▶ [What needs to be done]: Leave out every picture, and restate word for word only the lines from the one containing "Task: point out the clock tower, one" through the end of the material.

▶ [Records to process]:

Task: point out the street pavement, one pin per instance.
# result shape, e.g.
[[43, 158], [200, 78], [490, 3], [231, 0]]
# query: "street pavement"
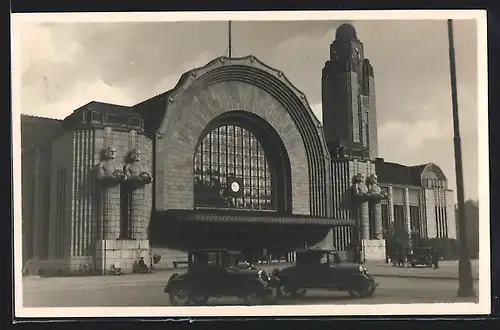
[[147, 290]]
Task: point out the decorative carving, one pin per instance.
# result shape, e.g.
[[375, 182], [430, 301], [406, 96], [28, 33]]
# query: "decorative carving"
[[135, 172], [373, 188], [108, 171], [359, 189]]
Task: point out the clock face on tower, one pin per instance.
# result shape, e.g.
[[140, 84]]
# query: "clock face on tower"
[[235, 186]]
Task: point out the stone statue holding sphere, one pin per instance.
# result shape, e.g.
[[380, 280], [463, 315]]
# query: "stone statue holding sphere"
[[135, 172], [107, 169]]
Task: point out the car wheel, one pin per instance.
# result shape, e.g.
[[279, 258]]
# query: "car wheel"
[[253, 298], [178, 295]]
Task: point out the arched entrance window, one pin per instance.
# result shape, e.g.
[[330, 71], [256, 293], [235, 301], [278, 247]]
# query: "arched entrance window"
[[226, 155]]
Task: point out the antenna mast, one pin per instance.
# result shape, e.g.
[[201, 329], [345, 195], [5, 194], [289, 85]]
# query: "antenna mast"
[[229, 36]]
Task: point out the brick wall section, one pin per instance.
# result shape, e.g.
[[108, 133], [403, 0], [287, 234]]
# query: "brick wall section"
[[188, 116], [60, 233]]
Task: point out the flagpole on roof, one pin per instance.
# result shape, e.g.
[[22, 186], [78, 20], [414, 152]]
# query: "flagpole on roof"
[[465, 281]]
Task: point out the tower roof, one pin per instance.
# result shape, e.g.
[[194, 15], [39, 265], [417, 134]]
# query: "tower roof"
[[346, 32]]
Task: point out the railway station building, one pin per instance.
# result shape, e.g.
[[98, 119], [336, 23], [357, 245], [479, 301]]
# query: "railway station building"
[[231, 157]]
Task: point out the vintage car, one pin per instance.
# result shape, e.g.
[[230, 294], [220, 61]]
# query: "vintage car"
[[421, 256], [323, 269], [219, 273]]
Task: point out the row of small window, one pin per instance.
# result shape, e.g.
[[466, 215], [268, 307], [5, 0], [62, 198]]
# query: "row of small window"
[[222, 171], [247, 180], [231, 129], [230, 158], [214, 139], [433, 183]]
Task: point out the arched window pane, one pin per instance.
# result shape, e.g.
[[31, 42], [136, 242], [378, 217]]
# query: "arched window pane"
[[232, 152]]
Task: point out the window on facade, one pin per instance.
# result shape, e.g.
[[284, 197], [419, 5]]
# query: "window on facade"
[[227, 153], [385, 217]]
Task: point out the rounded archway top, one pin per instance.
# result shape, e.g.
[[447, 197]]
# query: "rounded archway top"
[[346, 32]]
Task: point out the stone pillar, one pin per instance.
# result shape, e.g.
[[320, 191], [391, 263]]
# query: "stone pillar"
[[390, 205], [407, 213], [379, 228], [364, 220]]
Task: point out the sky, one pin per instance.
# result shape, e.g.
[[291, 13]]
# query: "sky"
[[66, 65]]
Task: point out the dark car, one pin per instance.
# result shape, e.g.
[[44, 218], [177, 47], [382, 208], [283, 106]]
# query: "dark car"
[[219, 273], [421, 256], [323, 269]]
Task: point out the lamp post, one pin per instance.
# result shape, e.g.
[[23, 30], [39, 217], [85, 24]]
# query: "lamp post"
[[465, 281]]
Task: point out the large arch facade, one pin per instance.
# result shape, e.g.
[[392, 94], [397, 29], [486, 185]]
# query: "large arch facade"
[[244, 84]]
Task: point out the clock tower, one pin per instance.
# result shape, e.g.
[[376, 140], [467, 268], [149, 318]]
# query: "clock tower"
[[348, 99]]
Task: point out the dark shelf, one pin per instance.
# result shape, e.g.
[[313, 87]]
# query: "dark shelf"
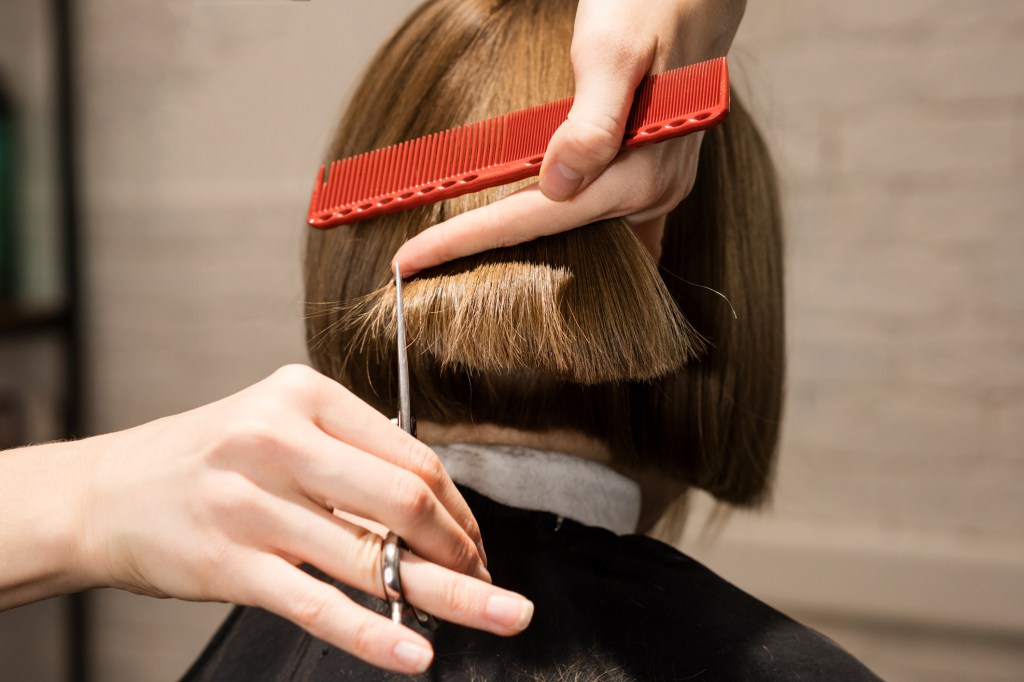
[[18, 318]]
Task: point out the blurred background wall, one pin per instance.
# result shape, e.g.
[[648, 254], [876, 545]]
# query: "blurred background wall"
[[898, 520]]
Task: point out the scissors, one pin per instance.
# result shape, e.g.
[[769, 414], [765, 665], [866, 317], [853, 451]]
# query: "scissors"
[[392, 544]]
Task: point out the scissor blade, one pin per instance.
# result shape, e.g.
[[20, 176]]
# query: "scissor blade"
[[404, 401]]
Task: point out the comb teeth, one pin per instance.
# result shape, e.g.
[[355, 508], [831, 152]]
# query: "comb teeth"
[[506, 147]]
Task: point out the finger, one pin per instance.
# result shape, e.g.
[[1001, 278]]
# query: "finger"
[[521, 216], [389, 495], [347, 419], [608, 66], [328, 614], [352, 555]]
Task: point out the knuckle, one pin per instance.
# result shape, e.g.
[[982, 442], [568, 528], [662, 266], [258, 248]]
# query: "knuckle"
[[294, 378], [427, 466], [606, 46], [412, 497], [364, 638], [596, 136], [227, 496], [254, 434], [457, 597], [309, 609], [466, 555], [503, 231]]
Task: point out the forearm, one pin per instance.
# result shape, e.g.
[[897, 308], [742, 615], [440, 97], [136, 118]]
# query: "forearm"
[[41, 521]]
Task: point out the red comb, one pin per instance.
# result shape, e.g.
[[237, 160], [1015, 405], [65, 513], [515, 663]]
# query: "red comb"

▶ [Finished answer]:
Task: point out the clock tower, one pin per instance.
# result shape, e.g.
[[376, 140], [467, 268], [149, 318]]
# query: "clock tower"
[[348, 99]]
Task: point out the dark shelf, one pin per instance.
# result shape, e.g.
[[313, 87]]
# query: "dark shelf"
[[18, 318]]
Task: point out the blurred background wall, one pin per instance.
# result shape, e.g.
[[648, 254], [876, 545]]
# query: "blurred background wall"
[[898, 520]]
Task: point out the scissors, one pin per instance.
# result shape, e.g.
[[769, 414], [765, 665], [866, 317], [853, 451]]
# query: "scissors"
[[392, 544]]
Task: point out the scissor blade, one pin per instance.
# result shape, e.g.
[[20, 176]]
# query: "scissor blade"
[[404, 401]]
Task: point out the comb teeth, one pin per instance.
# result shape, e.g.
[[355, 508], [831, 152]]
# query: "comb teeth"
[[506, 147]]
Task: point out the finger, one pin per instance.
# result shape, e.g.
[[1001, 278]]
# query: "finger"
[[521, 216], [389, 495], [347, 419], [608, 66], [328, 614], [352, 555]]
Task: point out the knuckle, one pin per instance.
# result shape, e.g.
[[982, 442], [568, 528], [662, 266], [258, 248]]
# query: "knuckle"
[[294, 378], [427, 466], [606, 46], [412, 497], [364, 638], [596, 136], [227, 496], [254, 434], [457, 597], [309, 609], [466, 555], [503, 231]]
Task: point out the forearm, one pin per instance.
# result shape, e.g.
[[897, 308], [742, 615], [440, 97], [136, 118]]
# query: "forearm"
[[41, 521]]
Task: point out the red comb, one pin per instance.
# result shape, e.g.
[[237, 160], [1015, 405], [65, 513], [515, 663]]
# query: "red comb"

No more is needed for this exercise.